* What you will do:
Copy out all of the material, matching it word for word.

═════ Material for the task ═════

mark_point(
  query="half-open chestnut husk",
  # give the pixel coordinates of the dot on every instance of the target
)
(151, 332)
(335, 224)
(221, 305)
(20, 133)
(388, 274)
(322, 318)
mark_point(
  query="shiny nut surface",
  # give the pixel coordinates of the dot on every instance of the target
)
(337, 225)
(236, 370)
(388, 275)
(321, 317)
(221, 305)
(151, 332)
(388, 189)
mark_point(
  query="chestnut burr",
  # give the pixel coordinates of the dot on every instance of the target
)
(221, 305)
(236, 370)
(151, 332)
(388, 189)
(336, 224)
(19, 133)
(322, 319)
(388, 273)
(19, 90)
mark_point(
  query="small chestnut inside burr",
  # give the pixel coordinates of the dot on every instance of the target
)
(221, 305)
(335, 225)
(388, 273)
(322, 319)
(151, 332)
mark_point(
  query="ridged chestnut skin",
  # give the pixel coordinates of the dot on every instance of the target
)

═════

* Written answer:
mark_point(
  query="half-open chestnut husk",
  # give the pixel coordinates of the dot on every instance of the target
)
(151, 332)
(335, 224)
(221, 305)
(20, 133)
(388, 274)
(322, 318)
mark_point(
  query="shiny nut surface",
  # give the pixel coordinates of the dot on every instance of the target
)
(337, 225)
(236, 370)
(388, 275)
(321, 317)
(221, 305)
(151, 332)
(388, 189)
mark_point(
  query="chestnut burr",
  # give the pixel coordinates of the dot on every instance of the target
)
(221, 305)
(236, 370)
(151, 332)
(388, 189)
(336, 224)
(19, 133)
(322, 319)
(388, 273)
(19, 90)
mark_point(
  query="small chestnut inside burr",
  # give the pixel coordinates of the dot on every instance of the target
)
(221, 305)
(335, 225)
(388, 273)
(322, 319)
(151, 332)
mark_point(
  query="ridged chestnut skin",
  # give the pixel coordinates of the dot on every instance of the target
)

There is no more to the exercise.